For each line below, write it out exactly as it appears.
- Opening Delimiter -
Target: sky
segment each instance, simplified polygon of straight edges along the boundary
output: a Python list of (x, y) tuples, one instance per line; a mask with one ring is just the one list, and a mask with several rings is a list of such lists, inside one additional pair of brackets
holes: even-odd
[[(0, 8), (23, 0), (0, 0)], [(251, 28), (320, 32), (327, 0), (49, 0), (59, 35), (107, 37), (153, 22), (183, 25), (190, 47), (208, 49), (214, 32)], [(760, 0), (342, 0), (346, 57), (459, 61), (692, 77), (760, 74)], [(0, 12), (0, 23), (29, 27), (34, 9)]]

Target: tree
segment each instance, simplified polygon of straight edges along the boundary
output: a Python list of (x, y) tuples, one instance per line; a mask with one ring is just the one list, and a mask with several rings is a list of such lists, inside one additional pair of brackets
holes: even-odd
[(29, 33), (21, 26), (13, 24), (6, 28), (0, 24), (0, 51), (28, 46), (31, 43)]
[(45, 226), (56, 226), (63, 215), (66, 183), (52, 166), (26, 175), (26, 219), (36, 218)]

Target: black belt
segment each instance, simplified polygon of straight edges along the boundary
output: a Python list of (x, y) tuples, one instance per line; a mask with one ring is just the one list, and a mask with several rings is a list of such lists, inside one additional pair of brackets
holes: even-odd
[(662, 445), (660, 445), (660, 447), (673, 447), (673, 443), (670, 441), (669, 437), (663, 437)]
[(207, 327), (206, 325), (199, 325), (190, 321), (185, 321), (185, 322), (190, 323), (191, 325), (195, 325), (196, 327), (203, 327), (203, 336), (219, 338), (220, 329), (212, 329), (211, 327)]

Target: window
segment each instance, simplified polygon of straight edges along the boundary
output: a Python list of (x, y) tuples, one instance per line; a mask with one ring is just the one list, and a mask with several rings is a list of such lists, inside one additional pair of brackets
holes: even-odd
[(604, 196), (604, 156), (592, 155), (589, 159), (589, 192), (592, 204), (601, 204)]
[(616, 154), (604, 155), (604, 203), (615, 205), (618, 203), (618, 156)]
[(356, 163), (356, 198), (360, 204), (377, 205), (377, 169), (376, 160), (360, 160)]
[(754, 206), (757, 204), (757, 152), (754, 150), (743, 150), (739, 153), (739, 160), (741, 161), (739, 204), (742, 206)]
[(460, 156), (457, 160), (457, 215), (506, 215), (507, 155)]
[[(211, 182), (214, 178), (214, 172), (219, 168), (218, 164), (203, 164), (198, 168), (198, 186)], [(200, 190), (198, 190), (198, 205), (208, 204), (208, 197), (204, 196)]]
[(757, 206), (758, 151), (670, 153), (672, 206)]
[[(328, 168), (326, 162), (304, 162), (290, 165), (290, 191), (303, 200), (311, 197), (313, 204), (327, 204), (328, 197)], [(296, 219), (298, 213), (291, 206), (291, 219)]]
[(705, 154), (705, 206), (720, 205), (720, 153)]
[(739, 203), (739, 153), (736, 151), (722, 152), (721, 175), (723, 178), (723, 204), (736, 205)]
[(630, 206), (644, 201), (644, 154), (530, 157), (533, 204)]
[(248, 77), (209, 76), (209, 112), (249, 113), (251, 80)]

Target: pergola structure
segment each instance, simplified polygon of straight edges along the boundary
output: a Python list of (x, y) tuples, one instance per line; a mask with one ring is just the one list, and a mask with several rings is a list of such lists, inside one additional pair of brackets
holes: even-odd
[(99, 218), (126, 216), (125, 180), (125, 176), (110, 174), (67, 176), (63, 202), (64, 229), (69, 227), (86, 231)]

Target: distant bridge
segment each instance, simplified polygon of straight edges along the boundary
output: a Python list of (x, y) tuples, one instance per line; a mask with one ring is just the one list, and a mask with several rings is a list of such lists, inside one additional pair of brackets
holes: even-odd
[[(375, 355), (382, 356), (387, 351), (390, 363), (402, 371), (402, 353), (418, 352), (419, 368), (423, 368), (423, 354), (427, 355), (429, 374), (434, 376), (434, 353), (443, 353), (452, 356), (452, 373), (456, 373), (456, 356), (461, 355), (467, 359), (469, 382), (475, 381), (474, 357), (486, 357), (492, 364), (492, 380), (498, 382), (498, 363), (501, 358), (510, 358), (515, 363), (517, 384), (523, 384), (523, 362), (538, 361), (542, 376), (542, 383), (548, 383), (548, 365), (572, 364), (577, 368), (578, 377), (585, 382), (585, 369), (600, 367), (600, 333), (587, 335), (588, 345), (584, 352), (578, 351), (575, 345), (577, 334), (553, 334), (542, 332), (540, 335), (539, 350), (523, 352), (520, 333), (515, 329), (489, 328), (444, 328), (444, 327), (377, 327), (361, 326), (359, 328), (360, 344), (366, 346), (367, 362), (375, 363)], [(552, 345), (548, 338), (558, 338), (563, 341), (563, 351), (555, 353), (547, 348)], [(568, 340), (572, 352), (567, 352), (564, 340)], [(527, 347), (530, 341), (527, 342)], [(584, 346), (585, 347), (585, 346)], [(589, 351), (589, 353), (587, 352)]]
- Closing Delimiter -
Answer box
Target: sky
segment each instance, simplified polygon of straight edges along the boundary
output: a Python list of (x, y) tuples, one instance per line; a mask with one ring is just the one list, and a mask with several rings is a list of such lists, inside one additional pair of brackets
holes: even-odd
[[(0, 8), (23, 0), (0, 0)], [(251, 28), (320, 32), (327, 0), (49, 0), (59, 35), (107, 37), (153, 22), (183, 25), (190, 47), (208, 49), (214, 32)], [(760, 0), (342, 0), (346, 57), (459, 61), (692, 77), (760, 74)], [(0, 12), (0, 23), (29, 27), (34, 9)]]

Target: tree
segment each instance, simplified polygon of straight edges along the boundary
output: a Python list of (x, y) tuples, one instance per line; a mask with one ring is just the one list, and a mask with several rings is a list of such lists, inside one additional pair of brackets
holes: even-odd
[(29, 33), (21, 26), (13, 24), (6, 28), (0, 24), (0, 51), (28, 46), (31, 43)]
[(45, 226), (56, 226), (63, 215), (66, 183), (52, 166), (26, 175), (26, 219), (36, 218)]

Target: black belt
segment each instance, simplified polygon of straight edges along the boundary
output: a Python list of (x, y) tuples, one instance per line; a mask with one ring is just the one list, and a mask with several rings is a list of such lists, inside one additional pair of brackets
holes: even-odd
[(662, 445), (660, 445), (660, 447), (673, 447), (673, 443), (670, 441), (669, 437), (663, 437)]
[(207, 327), (206, 325), (199, 325), (190, 321), (185, 321), (185, 322), (190, 323), (191, 325), (195, 325), (196, 327), (203, 327), (203, 336), (219, 338), (220, 329), (212, 329), (211, 327)]

Target: window
segment each instance, simplified polygon of straight edges along the boundary
output: a Python list of (x, y) tuples, one instance per line; a mask with one ring is just the one list, and a mask with several rings is a list of such lists, inside one additional pair of brackets
holes: even-odd
[(604, 196), (604, 156), (592, 155), (589, 159), (589, 192), (592, 204), (601, 204)]
[(616, 154), (604, 155), (604, 203), (615, 205), (618, 203), (618, 156)]
[(356, 163), (356, 198), (360, 204), (377, 205), (377, 169), (376, 160), (360, 160)]
[(754, 206), (757, 204), (757, 152), (754, 150), (743, 150), (739, 153), (739, 160), (741, 161), (739, 204), (742, 206)]
[(460, 156), (457, 160), (457, 215), (506, 215), (507, 155)]
[[(211, 182), (214, 178), (214, 172), (219, 168), (218, 164), (203, 164), (198, 168), (198, 186)], [(200, 190), (198, 190), (198, 205), (208, 204), (208, 197), (204, 196)]]
[(757, 206), (758, 151), (670, 153), (672, 206)]
[[(328, 168), (326, 162), (304, 162), (290, 165), (290, 191), (303, 200), (311, 197), (313, 204), (327, 204), (328, 197)], [(296, 219), (298, 213), (291, 206), (291, 219)]]
[(705, 154), (705, 206), (720, 205), (720, 153)]
[(739, 203), (739, 153), (736, 151), (722, 152), (721, 175), (723, 178), (723, 204), (736, 205)]
[(630, 206), (644, 201), (644, 154), (530, 157), (533, 204)]
[(248, 77), (209, 76), (209, 112), (249, 113), (251, 80)]

Target: pergola structure
segment each instance, simplified polygon of straight edges along the boundary
output: a Python list of (x, y) tuples, one instance per line; a mask with one ring is just the one list, and a mask with several rings is a list of such lists, inside one additional pair of brackets
holes: even-odd
[(99, 218), (126, 216), (125, 180), (125, 176), (110, 174), (67, 176), (63, 202), (64, 229), (69, 227), (86, 231)]

Target: distant bridge
segment each instance, simplified polygon of straight edges along the boundary
output: a Python list of (x, y) tuples, one instance per line; a mask with one ring is just the one list, and a mask with several rings is a list of such lists, inside one additional pair of brackets
holes: even-odd
[[(375, 355), (382, 356), (387, 351), (390, 363), (402, 371), (402, 353), (418, 352), (419, 368), (423, 368), (423, 354), (427, 355), (429, 374), (434, 376), (434, 353), (443, 353), (452, 356), (452, 373), (456, 373), (456, 356), (461, 355), (467, 359), (469, 382), (475, 381), (474, 357), (486, 357), (492, 364), (492, 380), (498, 382), (498, 363), (501, 358), (510, 358), (515, 363), (517, 384), (523, 384), (523, 362), (538, 361), (542, 376), (542, 383), (548, 383), (548, 365), (572, 364), (577, 368), (578, 377), (585, 382), (585, 369), (600, 367), (600, 333), (587, 335), (588, 345), (584, 352), (578, 351), (575, 345), (577, 334), (553, 334), (542, 332), (540, 335), (539, 350), (523, 352), (520, 333), (515, 329), (489, 328), (444, 328), (444, 327), (377, 327), (361, 326), (359, 328), (360, 344), (366, 346), (367, 362), (375, 363)], [(552, 345), (548, 338), (558, 338), (563, 341), (563, 351), (555, 353), (547, 348)], [(568, 340), (572, 352), (567, 352), (564, 340)], [(527, 347), (530, 341), (527, 342)], [(584, 346), (585, 347), (585, 346)], [(589, 351), (589, 353), (587, 352)]]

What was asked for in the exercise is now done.